— Begin —

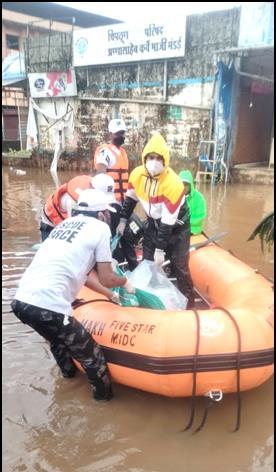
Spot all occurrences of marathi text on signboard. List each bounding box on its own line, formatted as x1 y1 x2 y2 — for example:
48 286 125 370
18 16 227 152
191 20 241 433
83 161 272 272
28 70 77 98
73 18 185 67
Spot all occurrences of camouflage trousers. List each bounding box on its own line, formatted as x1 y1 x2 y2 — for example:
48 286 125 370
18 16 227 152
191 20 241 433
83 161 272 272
11 300 111 399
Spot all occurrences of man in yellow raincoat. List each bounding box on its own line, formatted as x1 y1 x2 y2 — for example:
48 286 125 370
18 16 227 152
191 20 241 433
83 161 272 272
117 133 194 308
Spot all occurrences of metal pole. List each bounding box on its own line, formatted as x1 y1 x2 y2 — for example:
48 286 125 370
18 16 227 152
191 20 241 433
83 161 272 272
163 59 168 101
15 93 23 151
236 70 274 84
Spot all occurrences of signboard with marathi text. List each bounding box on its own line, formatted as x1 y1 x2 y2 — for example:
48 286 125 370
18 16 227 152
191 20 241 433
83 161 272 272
73 17 186 67
28 70 77 98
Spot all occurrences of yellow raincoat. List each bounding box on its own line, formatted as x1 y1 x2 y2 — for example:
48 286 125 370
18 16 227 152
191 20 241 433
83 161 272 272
126 134 185 225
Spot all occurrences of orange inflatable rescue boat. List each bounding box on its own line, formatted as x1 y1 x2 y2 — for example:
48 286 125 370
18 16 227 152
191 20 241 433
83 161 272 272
74 235 274 397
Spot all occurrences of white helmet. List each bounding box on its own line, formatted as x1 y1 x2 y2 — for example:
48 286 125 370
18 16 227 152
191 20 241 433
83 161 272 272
77 188 116 213
108 118 127 134
91 174 116 203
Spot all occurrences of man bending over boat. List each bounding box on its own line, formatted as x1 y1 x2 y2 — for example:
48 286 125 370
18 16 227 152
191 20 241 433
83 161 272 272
12 189 134 400
117 134 194 308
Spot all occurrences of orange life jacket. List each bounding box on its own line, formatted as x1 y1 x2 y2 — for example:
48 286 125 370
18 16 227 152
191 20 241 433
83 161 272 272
43 175 92 226
94 144 128 202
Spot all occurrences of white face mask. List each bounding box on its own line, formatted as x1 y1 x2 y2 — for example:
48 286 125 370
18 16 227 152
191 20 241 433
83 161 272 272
146 159 164 177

— End —

Could you recast the listing above as a Markdown table with two columns, "No." and "Text", one row per line, numbered in order? Skip blank lines and leave the pictures out.

» **Result of this exercise**:
| No. | Text |
|---|---|
| 1 | Spot all occurrences of marathi text on signboard. List each bounding box on its own line, formatted as x1 y1 x2 y2 — for example: |
| 2 | 48 286 125 370 |
| 3 | 18 16 227 152 |
| 4 | 191 20 241 433 |
| 5 | 83 161 272 272 |
| 6 | 28 70 77 98 |
| 7 | 73 18 185 67 |
| 8 | Spot all occurrences of camouflage trousers. List each bounding box on its own line, formatted as x1 y1 x2 y2 — for example: |
| 9 | 48 286 125 370 |
| 10 | 18 16 227 152 |
| 11 | 191 20 241 433 |
| 12 | 83 161 272 272 |
| 13 | 11 300 111 399 |
| 14 | Spot all occurrences of man in yellow raincoat. List each bounding box on its own line, formatted as x1 y1 x2 y2 — for example: |
| 15 | 48 286 125 370 |
| 16 | 18 16 227 152 |
| 17 | 191 20 241 433 |
| 18 | 83 161 272 272 |
| 19 | 117 133 194 308 |
| 20 | Spot all occurrences of metal pole. List each bounding box on its own line, formatted as x1 y1 x2 y2 — for example: |
| 21 | 48 286 125 370 |
| 22 | 18 16 227 152 |
| 23 | 191 20 241 433 |
| 24 | 83 161 272 272 |
| 25 | 163 59 168 101 |
| 26 | 15 93 23 151 |
| 27 | 236 70 274 84 |
| 28 | Spot all occurrences of signboard with marathi text. List each bounding box on its own line, formatted as x1 y1 x2 y2 — for example: |
| 29 | 48 286 125 370 |
| 30 | 18 16 227 152 |
| 31 | 191 20 241 433 |
| 32 | 83 161 272 272 |
| 33 | 73 17 186 67 |
| 34 | 28 70 77 98 |
| 35 | Spot all occurrences of yellow raincoat. List each bounding box on its own line, formatted as x1 y1 x2 y2 — for example: |
| 36 | 48 286 125 370 |
| 37 | 18 16 227 152 |
| 38 | 191 20 241 433 |
| 39 | 83 161 272 272 |
| 40 | 126 134 185 225 |
| 41 | Spot all occurrences of orange inflatable rescue boat. List each bounding box on its own line, formatted as x1 y1 x2 y2 — for example: |
| 42 | 48 286 125 370 |
| 43 | 18 16 227 152 |
| 44 | 191 20 241 433 |
| 45 | 83 161 272 272 |
| 46 | 74 235 274 397 |
| 47 | Spot all occurrences of white helmet. List each bounding box on its own line, formatted as x1 y1 x2 y2 — for example: |
| 48 | 48 286 125 370 |
| 49 | 18 16 227 152 |
| 50 | 191 20 241 433 |
| 51 | 83 161 272 272 |
| 52 | 77 188 116 213 |
| 53 | 108 118 127 134 |
| 54 | 91 174 116 203 |
| 55 | Spot all occurrences of man bending over boat. List each bounding box on its own line, formatted as x1 y1 x2 y2 — for example: |
| 56 | 48 286 125 370 |
| 57 | 18 16 227 152 |
| 58 | 191 20 241 433 |
| 59 | 83 161 272 272 |
| 60 | 12 189 134 400 |
| 61 | 117 134 194 308 |
| 62 | Spot all occurrences of orange life jacket. List each bounding box on its own line, formatted as x1 y1 x2 y2 — for example: |
| 63 | 48 286 125 370 |
| 64 | 18 16 227 152 |
| 65 | 191 20 241 433 |
| 66 | 83 161 272 272 |
| 67 | 43 175 92 226 |
| 68 | 94 144 128 202 |
| 69 | Spot all occurrences of white face mask. List each bounding box on its own line, formatted as x1 y1 x2 y2 — for example: |
| 70 | 48 286 125 370 |
| 71 | 18 16 227 152 |
| 72 | 191 20 241 433 |
| 73 | 83 161 272 272 |
| 74 | 146 159 164 177 |